* _YOUR INSTRUCTIONS_
Copy out every line in the records below that contains the word "blurred".

# # # #

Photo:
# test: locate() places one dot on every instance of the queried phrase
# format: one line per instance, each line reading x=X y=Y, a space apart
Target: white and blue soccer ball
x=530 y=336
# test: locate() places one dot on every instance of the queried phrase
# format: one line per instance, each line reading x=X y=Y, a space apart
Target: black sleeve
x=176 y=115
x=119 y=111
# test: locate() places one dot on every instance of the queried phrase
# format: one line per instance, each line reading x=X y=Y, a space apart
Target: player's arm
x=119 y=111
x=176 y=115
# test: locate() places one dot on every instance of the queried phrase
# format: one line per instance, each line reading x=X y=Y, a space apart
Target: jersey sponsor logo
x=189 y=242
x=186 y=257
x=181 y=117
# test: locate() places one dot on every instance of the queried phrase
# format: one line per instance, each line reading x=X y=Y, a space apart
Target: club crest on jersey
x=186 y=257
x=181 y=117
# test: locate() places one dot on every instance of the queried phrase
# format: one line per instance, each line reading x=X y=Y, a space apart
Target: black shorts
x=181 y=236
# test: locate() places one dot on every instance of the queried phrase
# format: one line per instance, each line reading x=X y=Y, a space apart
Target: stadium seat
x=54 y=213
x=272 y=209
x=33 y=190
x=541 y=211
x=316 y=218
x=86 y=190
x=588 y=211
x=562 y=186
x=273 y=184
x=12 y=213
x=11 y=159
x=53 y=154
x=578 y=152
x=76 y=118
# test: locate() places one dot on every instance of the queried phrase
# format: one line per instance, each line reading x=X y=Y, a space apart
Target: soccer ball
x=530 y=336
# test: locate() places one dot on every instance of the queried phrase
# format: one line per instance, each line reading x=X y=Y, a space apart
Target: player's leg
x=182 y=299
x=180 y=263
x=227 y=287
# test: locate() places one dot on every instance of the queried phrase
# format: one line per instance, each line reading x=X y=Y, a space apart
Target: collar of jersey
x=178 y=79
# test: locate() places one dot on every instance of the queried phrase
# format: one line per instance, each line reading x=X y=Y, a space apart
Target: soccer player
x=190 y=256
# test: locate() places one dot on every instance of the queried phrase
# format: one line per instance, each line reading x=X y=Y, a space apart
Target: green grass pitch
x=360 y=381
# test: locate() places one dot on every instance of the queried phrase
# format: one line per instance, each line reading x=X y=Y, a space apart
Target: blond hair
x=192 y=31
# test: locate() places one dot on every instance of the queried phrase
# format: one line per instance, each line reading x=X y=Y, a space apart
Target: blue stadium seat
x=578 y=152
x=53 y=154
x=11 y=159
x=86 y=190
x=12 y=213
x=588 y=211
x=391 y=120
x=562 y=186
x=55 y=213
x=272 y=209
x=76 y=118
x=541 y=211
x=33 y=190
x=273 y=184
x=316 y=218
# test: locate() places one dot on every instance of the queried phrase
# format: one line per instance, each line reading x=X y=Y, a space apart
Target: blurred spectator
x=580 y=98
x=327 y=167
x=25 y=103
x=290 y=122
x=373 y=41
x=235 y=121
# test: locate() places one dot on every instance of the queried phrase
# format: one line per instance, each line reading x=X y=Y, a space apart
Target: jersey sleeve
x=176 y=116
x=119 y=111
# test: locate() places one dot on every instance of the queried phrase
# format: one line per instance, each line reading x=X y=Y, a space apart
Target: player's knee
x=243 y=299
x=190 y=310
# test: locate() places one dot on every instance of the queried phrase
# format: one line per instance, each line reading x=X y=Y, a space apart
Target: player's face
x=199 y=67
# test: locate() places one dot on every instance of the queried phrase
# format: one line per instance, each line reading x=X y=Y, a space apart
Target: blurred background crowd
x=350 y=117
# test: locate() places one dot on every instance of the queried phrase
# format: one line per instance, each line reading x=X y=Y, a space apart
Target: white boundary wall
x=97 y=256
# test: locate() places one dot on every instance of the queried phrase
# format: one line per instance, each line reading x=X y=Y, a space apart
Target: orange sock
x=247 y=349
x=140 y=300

# # # #

* _RESPONSE FOR THIS EXERCISE_
Target: blurred spectator
Target: blurred background crowd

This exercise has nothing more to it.